START Provided text
Dural arteriovenous shunt of the left transverse sinus

This 64 year old patient had 6 month history of progressive headaches followed by loss of vision.
At ophthalmological examination bilateral papilledema was found. Initial MRI examination revealed an empty sella. The diagnosis of normal pressure hydrocephalus was made.
As the patient's symptomatology rapidly progressed she was transferred to another hospital where an emergency CT scan was performed. Non-contrast enhanced images were read as normal, however intravenous contrast injection was carried out which showed abnormal vascular structures in the left parieto-occipital region.
MRI examination was repeated and included MRA at this time. Based on this study, the diagnosis of a dural arteriovenous fistula of the left transverse sinus was made. Subsequent catheter based cerebral angiography confirmed the diagnosis.
As an initial therapeutic measure, endovascular treatment was attempted by a venous approach (from the contralateral jugular vein through the torcular) and consisted of deposition of coils in the left transverse sinus. This treatment proved to be inadequate and hence was followed by surgical resection of much of the involved sinus resulting in progressive improvement in vision and resolution of headache.

(Dural AVS of the transverse sinus, 0.5 T)

Examination 1
Fig.1 Transverse non-enhanced CT images. This study was interpreted as normal.
Fig.2 Transverse contrast-enhanced CT images. Marked enhancement of the tentorium and the cortical veins in the left parieto-occipital region is noted. This was felt to reflect abnormal venous drainage (venous congestion) necessitating further evaluation by MRI-MRA.
Fig.3 Transverse proton-density and T2-weighted fast spin echo images. Note the empty sella, possibly reflecting chronically raised intracranial pressure.
Fig.4 Transverse proton density weighted fast spin-echo images. The abnormal vascular structures in the left parieto-occipital region are clearly seen.
Fig.5 Sagittal 2D PC MR angiograms of the left cerebral hemisphere with different velocity encoding values (from left above to right below: 10 cm/s, 20 cm/s, 40 cm/s, 80 cm/s). Optimal visualization of both the arterial and venous structures is obtained with the 40 cm/s Venc value. This is selected for the subsequent 3D PC MRA acquisition.
END Provided text
START Data excerpts
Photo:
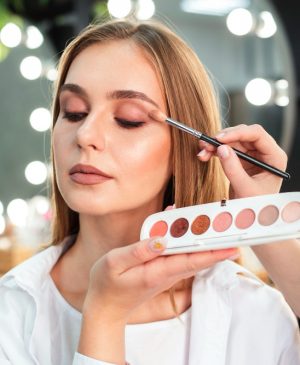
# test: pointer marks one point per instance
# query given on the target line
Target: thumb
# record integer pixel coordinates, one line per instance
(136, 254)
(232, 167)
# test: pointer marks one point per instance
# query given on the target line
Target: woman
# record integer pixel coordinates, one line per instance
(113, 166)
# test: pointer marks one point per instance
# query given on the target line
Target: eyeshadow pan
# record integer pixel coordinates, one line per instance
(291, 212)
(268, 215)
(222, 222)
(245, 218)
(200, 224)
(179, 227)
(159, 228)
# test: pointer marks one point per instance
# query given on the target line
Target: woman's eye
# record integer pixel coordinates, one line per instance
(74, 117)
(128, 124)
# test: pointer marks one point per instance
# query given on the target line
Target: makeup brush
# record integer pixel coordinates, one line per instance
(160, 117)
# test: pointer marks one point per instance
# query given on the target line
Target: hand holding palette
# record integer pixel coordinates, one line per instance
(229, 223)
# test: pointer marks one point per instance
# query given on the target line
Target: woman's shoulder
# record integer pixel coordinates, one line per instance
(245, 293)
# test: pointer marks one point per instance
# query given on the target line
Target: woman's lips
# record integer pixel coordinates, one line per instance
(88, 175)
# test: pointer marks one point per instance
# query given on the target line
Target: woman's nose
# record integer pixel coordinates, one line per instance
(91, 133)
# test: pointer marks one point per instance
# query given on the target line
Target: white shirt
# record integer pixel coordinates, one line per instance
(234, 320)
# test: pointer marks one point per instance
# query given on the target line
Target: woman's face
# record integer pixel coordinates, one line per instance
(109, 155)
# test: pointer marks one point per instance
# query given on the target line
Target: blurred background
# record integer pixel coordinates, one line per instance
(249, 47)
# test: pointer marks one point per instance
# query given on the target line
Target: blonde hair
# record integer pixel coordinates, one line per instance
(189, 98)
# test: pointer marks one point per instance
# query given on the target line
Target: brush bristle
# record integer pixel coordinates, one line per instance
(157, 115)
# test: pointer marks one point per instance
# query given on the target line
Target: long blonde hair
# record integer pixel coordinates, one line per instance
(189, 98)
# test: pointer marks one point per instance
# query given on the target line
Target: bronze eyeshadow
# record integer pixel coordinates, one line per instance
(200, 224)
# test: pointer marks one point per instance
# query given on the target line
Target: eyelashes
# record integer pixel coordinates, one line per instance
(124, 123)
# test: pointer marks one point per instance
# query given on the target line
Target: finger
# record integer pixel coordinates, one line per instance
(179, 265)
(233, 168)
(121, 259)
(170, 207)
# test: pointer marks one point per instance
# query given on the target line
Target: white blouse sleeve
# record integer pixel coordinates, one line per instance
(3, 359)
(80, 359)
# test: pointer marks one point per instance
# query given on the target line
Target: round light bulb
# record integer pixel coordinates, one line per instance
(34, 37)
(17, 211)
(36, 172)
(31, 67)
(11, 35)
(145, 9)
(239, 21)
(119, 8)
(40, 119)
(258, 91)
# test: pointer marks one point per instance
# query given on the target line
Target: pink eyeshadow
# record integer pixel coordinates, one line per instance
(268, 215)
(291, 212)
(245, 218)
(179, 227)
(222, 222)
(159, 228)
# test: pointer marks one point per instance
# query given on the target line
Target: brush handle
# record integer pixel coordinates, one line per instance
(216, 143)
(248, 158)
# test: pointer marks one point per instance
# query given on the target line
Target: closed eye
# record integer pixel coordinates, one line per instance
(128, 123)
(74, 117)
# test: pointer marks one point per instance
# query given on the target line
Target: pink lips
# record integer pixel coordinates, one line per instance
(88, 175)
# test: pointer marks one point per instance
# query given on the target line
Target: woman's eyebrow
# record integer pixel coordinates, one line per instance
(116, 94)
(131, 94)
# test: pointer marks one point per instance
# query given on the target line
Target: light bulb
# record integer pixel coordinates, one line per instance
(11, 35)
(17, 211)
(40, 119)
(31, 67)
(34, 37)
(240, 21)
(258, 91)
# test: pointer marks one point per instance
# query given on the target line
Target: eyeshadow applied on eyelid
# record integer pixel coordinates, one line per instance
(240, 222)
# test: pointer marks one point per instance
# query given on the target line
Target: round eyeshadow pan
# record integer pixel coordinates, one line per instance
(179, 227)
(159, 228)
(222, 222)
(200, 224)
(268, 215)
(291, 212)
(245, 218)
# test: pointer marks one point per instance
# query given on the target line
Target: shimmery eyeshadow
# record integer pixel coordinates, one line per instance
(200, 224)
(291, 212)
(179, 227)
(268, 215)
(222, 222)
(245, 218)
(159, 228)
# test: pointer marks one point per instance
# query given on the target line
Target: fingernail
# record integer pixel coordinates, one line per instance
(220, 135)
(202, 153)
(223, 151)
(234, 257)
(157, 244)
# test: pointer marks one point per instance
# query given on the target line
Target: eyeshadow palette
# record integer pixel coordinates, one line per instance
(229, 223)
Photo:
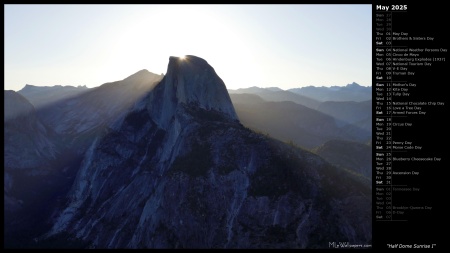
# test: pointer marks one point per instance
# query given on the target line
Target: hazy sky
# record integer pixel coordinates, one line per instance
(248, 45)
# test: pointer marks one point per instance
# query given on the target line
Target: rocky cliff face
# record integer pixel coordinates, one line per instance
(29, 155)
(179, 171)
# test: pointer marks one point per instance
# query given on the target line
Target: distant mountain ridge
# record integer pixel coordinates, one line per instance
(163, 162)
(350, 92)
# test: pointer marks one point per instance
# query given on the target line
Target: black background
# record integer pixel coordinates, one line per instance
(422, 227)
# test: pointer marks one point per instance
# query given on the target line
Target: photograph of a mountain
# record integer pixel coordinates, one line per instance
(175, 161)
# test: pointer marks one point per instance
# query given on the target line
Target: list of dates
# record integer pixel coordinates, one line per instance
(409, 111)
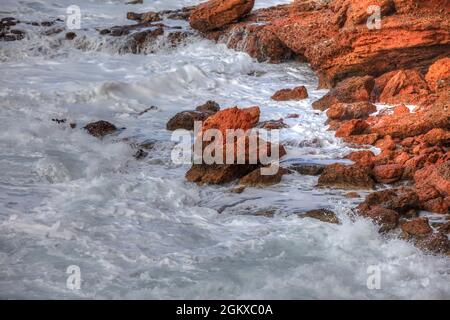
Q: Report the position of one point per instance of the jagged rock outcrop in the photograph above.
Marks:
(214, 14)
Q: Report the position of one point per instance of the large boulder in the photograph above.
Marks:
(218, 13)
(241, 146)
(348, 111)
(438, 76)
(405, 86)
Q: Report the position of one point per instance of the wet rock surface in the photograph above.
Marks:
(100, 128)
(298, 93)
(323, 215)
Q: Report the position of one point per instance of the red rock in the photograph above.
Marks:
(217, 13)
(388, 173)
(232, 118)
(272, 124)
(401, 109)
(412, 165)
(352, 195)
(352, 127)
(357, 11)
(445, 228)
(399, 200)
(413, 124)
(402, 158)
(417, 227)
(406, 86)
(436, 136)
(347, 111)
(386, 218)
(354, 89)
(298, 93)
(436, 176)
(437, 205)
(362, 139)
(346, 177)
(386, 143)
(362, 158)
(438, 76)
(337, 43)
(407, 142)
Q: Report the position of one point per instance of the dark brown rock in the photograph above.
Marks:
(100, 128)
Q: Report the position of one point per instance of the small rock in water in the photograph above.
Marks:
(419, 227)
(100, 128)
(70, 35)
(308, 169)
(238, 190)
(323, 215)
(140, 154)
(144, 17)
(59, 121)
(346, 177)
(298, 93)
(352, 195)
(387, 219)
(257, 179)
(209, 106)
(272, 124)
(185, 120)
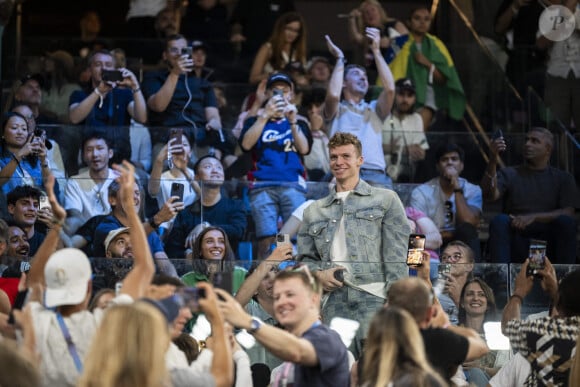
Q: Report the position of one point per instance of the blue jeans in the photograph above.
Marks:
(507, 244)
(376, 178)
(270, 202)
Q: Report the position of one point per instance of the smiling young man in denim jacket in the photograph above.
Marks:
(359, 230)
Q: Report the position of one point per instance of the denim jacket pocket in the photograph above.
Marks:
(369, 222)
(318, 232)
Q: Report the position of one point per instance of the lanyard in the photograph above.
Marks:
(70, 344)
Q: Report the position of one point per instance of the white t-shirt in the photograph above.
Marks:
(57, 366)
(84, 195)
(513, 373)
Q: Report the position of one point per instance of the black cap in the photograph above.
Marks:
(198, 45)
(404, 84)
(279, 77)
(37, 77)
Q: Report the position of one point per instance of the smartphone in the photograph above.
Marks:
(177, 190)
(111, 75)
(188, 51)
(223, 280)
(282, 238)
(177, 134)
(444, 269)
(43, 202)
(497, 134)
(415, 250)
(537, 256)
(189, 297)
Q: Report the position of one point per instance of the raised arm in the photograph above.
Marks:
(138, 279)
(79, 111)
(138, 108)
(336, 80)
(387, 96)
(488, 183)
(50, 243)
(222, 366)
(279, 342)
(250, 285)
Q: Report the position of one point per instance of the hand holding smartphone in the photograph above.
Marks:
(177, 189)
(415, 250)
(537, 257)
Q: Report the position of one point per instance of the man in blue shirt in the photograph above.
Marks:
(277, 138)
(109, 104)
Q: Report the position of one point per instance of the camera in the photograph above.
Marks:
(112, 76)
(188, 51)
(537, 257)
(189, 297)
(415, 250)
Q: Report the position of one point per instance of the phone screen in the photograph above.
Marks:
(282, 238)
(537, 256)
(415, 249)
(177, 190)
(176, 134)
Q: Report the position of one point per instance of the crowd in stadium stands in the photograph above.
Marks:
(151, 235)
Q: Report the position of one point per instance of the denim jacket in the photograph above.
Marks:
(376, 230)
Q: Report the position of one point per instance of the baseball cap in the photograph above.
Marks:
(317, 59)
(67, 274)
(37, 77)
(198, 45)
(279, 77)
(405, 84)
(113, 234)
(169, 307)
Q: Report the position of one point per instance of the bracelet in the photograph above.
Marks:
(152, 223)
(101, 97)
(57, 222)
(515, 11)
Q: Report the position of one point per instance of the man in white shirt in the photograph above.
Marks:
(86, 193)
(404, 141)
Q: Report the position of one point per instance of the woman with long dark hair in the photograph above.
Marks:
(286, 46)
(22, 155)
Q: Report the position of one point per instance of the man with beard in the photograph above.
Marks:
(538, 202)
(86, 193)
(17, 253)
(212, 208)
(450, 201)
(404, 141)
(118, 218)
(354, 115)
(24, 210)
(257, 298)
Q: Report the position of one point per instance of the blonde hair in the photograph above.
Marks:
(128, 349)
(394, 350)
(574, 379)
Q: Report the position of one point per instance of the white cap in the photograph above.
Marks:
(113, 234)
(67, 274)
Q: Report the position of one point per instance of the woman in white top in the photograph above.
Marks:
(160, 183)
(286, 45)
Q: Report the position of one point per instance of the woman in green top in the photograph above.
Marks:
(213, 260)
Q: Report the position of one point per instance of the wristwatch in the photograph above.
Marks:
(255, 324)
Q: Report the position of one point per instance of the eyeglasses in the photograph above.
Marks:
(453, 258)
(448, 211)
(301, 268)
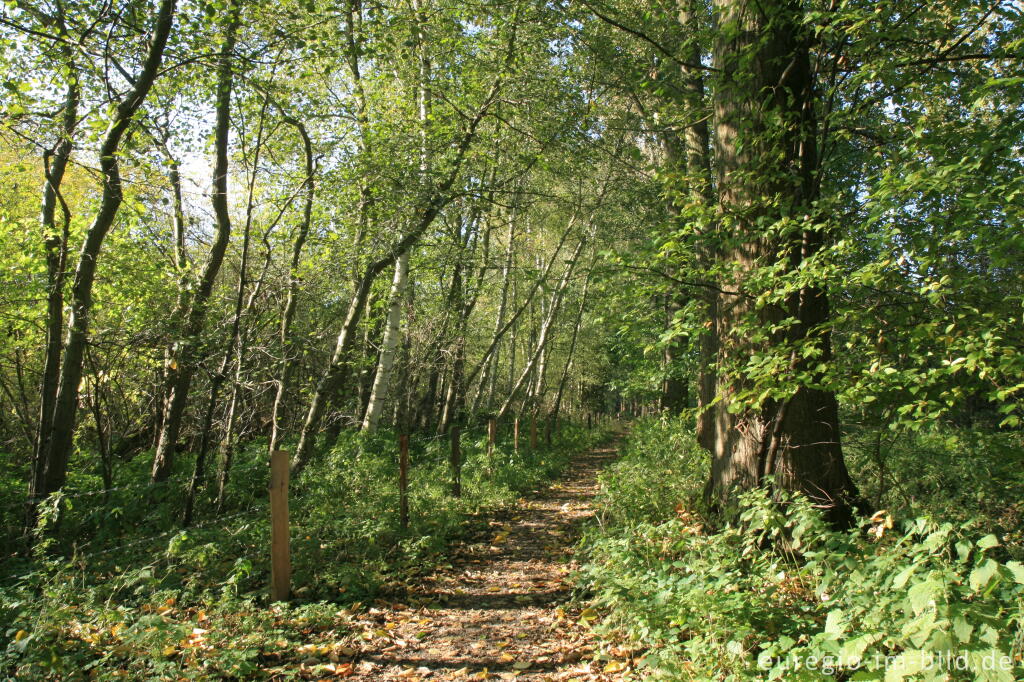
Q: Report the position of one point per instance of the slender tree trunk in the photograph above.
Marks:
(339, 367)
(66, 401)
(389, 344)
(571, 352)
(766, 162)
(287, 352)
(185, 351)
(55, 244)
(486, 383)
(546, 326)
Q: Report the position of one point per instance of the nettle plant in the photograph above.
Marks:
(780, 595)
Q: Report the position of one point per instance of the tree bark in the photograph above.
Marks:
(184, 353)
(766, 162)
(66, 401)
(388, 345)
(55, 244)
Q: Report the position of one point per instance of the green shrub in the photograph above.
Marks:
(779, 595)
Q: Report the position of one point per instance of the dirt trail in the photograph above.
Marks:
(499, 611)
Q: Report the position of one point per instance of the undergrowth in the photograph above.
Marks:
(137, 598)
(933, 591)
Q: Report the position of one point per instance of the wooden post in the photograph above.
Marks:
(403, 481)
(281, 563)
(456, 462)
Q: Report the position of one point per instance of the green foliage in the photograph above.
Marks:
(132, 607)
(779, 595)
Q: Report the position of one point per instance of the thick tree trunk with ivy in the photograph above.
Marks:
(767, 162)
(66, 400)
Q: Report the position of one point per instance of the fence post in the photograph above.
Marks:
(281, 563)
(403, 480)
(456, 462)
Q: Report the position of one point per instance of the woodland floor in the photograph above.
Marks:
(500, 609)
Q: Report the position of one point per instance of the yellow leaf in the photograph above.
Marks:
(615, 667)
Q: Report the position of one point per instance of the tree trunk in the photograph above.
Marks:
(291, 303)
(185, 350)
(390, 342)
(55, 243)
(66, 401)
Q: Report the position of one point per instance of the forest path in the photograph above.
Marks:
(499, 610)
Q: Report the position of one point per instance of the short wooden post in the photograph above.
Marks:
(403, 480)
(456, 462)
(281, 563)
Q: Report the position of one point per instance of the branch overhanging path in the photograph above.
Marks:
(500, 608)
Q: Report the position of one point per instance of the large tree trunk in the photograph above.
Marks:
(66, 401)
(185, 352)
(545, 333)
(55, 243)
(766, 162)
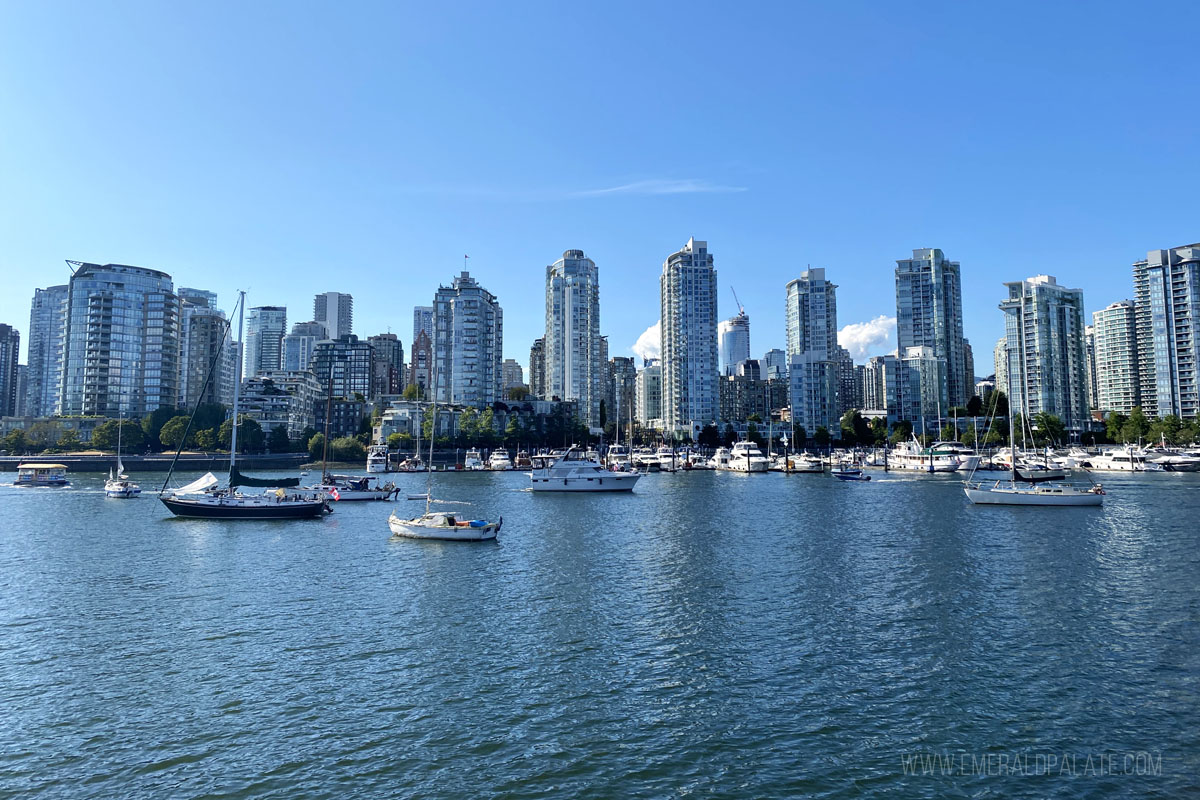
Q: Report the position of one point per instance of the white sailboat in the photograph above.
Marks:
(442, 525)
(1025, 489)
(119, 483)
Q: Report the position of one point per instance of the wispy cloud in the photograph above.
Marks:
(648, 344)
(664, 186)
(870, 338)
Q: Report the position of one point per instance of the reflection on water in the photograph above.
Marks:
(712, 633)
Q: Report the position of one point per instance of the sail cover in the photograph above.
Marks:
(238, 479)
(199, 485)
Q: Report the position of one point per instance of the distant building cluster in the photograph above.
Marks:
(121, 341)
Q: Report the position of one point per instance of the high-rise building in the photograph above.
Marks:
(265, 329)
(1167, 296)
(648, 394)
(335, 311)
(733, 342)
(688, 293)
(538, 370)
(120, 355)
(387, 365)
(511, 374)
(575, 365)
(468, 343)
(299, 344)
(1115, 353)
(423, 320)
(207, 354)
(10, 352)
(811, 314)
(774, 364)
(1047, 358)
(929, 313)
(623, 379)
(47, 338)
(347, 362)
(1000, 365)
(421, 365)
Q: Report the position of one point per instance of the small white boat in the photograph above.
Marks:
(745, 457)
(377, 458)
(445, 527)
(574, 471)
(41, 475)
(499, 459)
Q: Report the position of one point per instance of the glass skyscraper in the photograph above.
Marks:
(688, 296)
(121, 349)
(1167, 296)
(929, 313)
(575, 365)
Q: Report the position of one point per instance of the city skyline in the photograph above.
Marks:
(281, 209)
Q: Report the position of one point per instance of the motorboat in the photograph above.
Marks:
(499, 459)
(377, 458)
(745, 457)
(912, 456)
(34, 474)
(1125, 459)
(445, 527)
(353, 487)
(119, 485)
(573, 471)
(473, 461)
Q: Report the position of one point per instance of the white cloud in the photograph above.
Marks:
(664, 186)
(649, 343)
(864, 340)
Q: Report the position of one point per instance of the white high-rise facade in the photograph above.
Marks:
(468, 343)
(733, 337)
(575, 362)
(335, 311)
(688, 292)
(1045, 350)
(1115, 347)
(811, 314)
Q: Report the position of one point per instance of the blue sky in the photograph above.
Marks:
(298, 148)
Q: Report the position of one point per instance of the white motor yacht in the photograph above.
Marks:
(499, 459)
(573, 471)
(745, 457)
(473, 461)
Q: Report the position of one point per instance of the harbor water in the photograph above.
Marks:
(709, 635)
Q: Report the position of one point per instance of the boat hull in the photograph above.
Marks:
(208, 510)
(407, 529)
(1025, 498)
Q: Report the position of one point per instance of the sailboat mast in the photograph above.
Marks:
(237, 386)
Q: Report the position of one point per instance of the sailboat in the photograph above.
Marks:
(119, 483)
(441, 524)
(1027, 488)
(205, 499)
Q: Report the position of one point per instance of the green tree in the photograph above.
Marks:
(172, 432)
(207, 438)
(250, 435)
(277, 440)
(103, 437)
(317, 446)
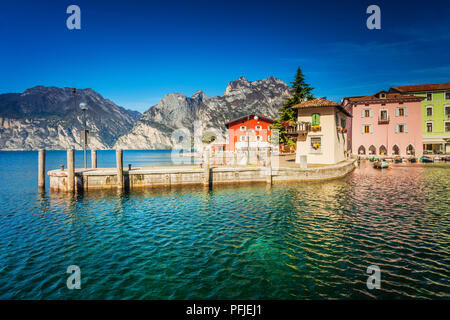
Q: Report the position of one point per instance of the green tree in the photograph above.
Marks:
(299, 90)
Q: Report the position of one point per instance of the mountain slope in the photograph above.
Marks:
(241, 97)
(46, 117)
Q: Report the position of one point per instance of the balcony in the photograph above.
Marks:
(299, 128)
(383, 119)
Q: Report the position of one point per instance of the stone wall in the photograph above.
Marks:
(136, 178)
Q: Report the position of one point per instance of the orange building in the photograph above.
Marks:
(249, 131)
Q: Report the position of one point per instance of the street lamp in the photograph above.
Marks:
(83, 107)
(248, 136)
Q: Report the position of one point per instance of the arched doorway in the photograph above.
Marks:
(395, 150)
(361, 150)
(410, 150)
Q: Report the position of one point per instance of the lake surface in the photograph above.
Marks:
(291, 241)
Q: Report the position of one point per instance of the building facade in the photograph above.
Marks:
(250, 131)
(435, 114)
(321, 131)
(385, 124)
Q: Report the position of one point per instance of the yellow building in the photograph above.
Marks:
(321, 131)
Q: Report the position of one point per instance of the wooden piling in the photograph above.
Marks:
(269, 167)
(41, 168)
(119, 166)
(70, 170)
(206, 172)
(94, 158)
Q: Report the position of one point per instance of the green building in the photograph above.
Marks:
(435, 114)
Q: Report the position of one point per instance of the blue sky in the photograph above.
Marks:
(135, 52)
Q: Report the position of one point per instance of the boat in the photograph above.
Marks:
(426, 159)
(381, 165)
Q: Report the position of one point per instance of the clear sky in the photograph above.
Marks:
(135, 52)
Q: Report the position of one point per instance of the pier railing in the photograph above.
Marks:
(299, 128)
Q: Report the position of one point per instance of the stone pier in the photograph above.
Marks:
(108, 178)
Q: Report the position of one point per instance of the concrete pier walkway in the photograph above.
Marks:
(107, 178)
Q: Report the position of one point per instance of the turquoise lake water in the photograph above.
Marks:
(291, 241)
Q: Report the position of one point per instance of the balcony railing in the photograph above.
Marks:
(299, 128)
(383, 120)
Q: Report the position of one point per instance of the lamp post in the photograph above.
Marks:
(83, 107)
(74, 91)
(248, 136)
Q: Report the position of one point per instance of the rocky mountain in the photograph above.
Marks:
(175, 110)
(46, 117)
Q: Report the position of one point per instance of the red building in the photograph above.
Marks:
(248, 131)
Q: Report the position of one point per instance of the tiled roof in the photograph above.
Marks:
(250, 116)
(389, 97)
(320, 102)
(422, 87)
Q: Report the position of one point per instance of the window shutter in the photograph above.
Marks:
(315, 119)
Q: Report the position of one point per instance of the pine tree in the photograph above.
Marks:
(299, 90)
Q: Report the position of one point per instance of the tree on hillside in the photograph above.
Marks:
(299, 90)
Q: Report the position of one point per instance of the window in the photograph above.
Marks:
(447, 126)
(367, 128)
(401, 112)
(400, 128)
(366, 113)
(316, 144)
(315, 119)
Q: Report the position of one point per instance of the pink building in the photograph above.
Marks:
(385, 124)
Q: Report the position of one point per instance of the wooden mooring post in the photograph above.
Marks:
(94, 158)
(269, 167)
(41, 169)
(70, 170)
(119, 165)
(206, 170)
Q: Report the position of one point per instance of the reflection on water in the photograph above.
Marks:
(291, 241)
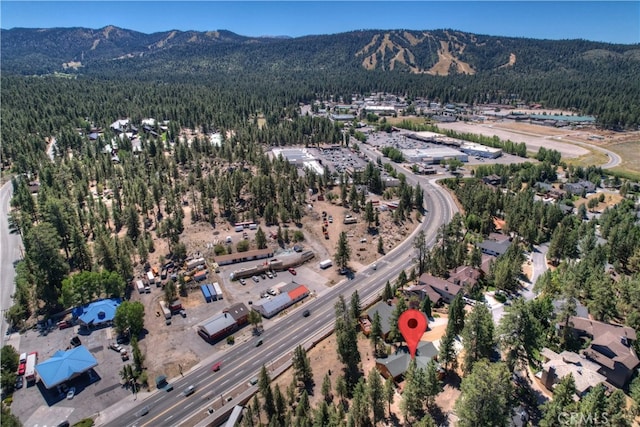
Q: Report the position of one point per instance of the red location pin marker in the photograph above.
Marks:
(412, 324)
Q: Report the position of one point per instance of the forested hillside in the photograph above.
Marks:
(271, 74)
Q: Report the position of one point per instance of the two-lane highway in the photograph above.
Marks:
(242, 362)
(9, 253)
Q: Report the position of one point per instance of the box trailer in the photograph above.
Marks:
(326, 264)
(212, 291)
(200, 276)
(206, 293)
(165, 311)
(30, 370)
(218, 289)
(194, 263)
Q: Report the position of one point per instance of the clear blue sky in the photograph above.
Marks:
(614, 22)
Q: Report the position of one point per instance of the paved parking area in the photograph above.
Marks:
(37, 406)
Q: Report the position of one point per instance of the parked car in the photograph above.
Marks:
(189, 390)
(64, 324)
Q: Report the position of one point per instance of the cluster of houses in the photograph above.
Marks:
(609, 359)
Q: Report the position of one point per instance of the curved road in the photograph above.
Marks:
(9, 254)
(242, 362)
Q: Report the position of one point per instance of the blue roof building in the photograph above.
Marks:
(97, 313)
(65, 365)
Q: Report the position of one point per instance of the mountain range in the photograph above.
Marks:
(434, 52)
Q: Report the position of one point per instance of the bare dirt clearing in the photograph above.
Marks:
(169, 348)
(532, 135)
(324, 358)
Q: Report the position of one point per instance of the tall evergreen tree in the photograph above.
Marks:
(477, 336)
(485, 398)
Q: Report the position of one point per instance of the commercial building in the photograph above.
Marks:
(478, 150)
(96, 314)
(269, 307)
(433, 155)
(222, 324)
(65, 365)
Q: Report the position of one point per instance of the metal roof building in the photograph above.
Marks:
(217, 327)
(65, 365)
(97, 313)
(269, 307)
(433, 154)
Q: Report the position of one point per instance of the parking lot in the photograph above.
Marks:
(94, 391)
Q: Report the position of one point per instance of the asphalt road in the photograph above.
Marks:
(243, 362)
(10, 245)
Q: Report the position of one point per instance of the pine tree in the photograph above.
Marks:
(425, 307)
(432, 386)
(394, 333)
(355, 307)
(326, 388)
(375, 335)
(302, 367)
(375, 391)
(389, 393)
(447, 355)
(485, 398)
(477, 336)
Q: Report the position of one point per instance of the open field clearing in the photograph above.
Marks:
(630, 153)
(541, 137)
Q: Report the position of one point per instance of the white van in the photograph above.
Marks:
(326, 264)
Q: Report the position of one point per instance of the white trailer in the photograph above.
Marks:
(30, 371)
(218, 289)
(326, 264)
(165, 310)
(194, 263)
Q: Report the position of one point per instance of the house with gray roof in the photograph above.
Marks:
END Data excerpts
■ What is expected
Write the next part of the case report on the dural arteriovenous shunt of the left transverse sinus, starting right after its last sentence.

■ Your response
Fig.6 Coronal targeted MIP reconstructions with slight angular differences of the posterior fossa vascular structures from a 3D PC MRA acquisition data set. Partial visualization of the left transverse sinus and non-visualization of the left sigmoid sinus are demonstrated. Note also the segmental signal drop-out of the right transverse sinus (arrow) which should not be mistaken for thrombosis. In fact, this phenomenon is frequently and typically seen at the junction of the vein of Labbe and most probably reflects signal loss due to phase dispersion in turbulent flow.
Fig.7 Transverse targeted MIP reconstruction of the posterior fossa vascular structures from a 3D PC MRA acquisition data set. Same observations as on Fig. 6.
Fig.8 Sagittal targeted MIP reconstructions of the left (left) and right (right) cerebral hemispheres from a 3D PC MRA acquisition data set for comparison. The partial thrombosis of the transverse sinus and occlusion of the sigmoid sinus on the left side are demonstrated. An abnormal transcranial vascular supply from the left external occipital artery to the patent segment of the left transverse sinus is also suspected. Note the unusual cortical venous connection between the left transverse sinus and the superior sagittal sinus via the vein of Labbe and the vein of Trolard (arrows), serving as an accessory collateral venous drainage channel.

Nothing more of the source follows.